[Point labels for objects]
▼▼▼
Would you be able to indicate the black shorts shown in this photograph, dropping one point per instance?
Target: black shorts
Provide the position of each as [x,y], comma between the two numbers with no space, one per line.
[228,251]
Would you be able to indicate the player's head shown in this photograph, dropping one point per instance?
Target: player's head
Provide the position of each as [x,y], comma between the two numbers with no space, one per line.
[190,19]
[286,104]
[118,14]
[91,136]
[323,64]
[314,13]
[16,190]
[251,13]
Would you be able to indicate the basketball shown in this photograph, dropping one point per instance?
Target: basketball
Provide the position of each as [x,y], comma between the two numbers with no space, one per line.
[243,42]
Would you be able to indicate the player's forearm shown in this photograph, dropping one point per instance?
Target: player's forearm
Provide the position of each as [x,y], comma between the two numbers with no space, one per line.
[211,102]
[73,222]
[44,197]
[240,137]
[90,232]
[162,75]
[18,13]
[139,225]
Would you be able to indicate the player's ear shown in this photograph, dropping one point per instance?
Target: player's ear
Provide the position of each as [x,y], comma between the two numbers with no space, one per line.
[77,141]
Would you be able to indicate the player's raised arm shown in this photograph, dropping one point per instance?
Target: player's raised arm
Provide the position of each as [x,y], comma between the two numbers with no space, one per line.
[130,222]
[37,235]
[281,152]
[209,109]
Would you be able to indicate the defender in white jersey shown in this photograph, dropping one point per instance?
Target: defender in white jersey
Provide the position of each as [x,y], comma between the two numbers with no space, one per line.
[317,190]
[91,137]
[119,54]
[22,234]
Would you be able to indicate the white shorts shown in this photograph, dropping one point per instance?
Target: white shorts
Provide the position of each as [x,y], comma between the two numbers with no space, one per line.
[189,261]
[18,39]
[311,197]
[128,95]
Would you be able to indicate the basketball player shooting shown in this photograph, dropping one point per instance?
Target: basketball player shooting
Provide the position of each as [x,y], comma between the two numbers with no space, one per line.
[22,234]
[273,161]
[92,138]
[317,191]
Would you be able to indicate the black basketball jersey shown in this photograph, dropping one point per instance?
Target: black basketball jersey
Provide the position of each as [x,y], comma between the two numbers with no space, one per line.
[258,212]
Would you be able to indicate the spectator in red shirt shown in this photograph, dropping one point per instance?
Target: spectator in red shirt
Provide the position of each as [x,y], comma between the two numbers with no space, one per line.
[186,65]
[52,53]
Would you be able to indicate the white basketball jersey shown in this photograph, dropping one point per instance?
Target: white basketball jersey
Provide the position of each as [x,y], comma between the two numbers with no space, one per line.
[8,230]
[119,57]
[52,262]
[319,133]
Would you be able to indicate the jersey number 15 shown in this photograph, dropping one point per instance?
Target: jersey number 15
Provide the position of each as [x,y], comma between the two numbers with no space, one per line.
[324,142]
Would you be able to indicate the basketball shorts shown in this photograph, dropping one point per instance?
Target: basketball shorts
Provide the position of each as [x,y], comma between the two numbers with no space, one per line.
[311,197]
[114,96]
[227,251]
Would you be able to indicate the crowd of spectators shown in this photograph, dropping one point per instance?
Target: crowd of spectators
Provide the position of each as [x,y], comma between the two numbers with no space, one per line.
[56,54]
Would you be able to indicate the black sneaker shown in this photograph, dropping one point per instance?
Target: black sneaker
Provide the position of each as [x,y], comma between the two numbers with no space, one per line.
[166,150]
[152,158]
▲▲▲
- WHAT TO PRODUCE -
Format every line of the items above as a Markdown table with two columns, Row and Line, numbering the rows in order and omitting any blank lines.

- FINISHED EXERCISE -
| Row | Line |
|---|---|
| 1 | Would you be able to indicate the black shorts shown in this photograph, dropping one point per instance? |
| 2 | Target: black shorts |
| 3 | Provide the position of each as [x,y], comma between the two numbers with no space, one per line. |
| 4 | [228,251] |
| 5 | Would you be able to indicate the player's head shown in this photograph, dropping one point per instance? |
| 6 | Target: player's head |
| 7 | Provide the position of each as [x,y], comma between the two numbers with no space, one per line. |
| 8 | [190,19] |
| 9 | [286,104] |
| 10 | [118,14] |
| 11 | [91,136] |
| 12 | [323,64] |
| 13 | [314,13] |
| 14 | [16,190] |
| 15 | [251,13] |
| 16 | Would you be able to indicate the basketball shown in this photograph, dropping one point per instance? |
| 17 | Target: basketball |
| 18 | Provide the position of each as [x,y], comma between the two numbers with no space, one per line. |
| 19 | [243,42] |
| 20 | Would you be able to indicate the player's forearm shown in this photograph, dropping one point per instance? |
| 21 | Target: player's forearm |
| 22 | Provide the position of each as [x,y], comma between the two numbers with no space, one per line. |
| 23 | [211,102] |
| 24 | [73,222] |
| 25 | [44,197] |
| 26 | [240,137] |
| 27 | [90,232] |
| 28 | [162,75] |
| 29 | [18,13] |
| 30 | [139,225] |
| 31 | Would you be able to indicate the player's ear shown in this photograph, dropping one point per instance? |
| 32 | Target: player's ear |
| 33 | Provide the position of each as [x,y], comma between the two numbers with no space, one per line. |
| 34 | [77,141] |
| 35 | Would you be able to indicate the player's raised arm shown in this photograph, dropping one point per instance? |
| 36 | Target: player's raised arm |
| 37 | Provide the position of each as [x,y], comma between the two numbers with no space, one per line. |
| 38 | [130,222] |
| 39 | [37,235] |
| 40 | [281,152] |
| 41 | [209,109] |
| 42 | Would you be able to indicate the defender in white jersey shown in this photograph, dropping one point per instance? |
| 43 | Target: defender in white jersey |
| 44 | Provide the position of each as [x,y], comma between the two numbers with no space, one per line. |
| 45 | [317,190] |
| 46 | [91,137] |
| 47 | [119,54] |
| 48 | [22,234] |
| 49 | Would you be able to indicate the white shorts shown in this photograph, dropping one point per instance? |
| 50 | Target: white shorts |
| 51 | Provide the position of each as [x,y], comma between the two numbers with no space, one per line. |
| 52 | [189,261] |
| 53 | [18,39] |
| 54 | [311,197] |
| 55 | [128,95] |
| 56 | Would you be able to indicate the basketball player shooting shown in this photograph, dropping one point per instance? |
| 57 | Target: basketball player shooting |
| 58 | Provide the position of each as [x,y], comma between the two numbers with no space, one per line. |
| 59 | [22,234] |
| 60 | [273,161] |
| 61 | [92,138] |
| 62 | [317,191] |
| 63 | Would you be able to indicate the black basketball jersey shown in this photograph, dropping one point per instance? |
| 64 | Target: black basketball jersey |
| 65 | Provide the position of each as [x,y], comma between the two numbers with no space, one per line. |
| 66 | [258,212] |
| 67 | Would you be able to indicate the spectator in red shirt shown in this photograph, dropping one point per instance? |
| 68 | Target: spectator in red shirt |
| 69 | Provide the position of each as [x,y], comma between the two numbers with no space, one per line. |
| 70 | [186,65] |
| 71 | [52,53] |
| 72 | Would you be able to indicate the white basketball jersey shown in this photograph, dropping one point per instance? |
| 73 | Target: white basketball jersey |
| 74 | Provide the position of each as [x,y], comma between the two numbers with no space, one per line. |
| 75 | [8,230] |
| 76 | [119,57] |
| 77 | [52,262] |
| 78 | [319,133] |
| 79 | Would you be able to indicate the jersey number 15 shown in this photograph, dropping one point per instance? |
| 80 | Target: jersey number 15 |
| 81 | Provide the position of each as [x,y], comma between the two numbers with no space, one per line. |
| 82 | [324,142] |
| 83 | Would you be able to indicate the basketball shorts shown in this photograph, dropping one point per instance? |
| 84 | Target: basketball shorts |
| 85 | Provide the position of each as [x,y], comma between the two numbers with no space, one per line. |
| 86 | [311,197] |
| 87 | [114,96] |
| 88 | [227,251] |
| 89 | Would you be able to indicate the crowd of spectators shown in this photograph, dropping one point per instance? |
| 90 | Target: crowd of spectators |
| 91 | Provide the position of each as [x,y], comma between the two numbers with no space, one per line. |
| 92 | [56,54] |
| 93 | Would you be able to indicate the black sneaker shown in this photograph, dropping one point per instance? |
| 94 | Target: black sneaker |
| 95 | Provide the position of each as [x,y], comma between the two numbers with no space, one per line. |
| 96 | [166,150] |
| 97 | [152,158] |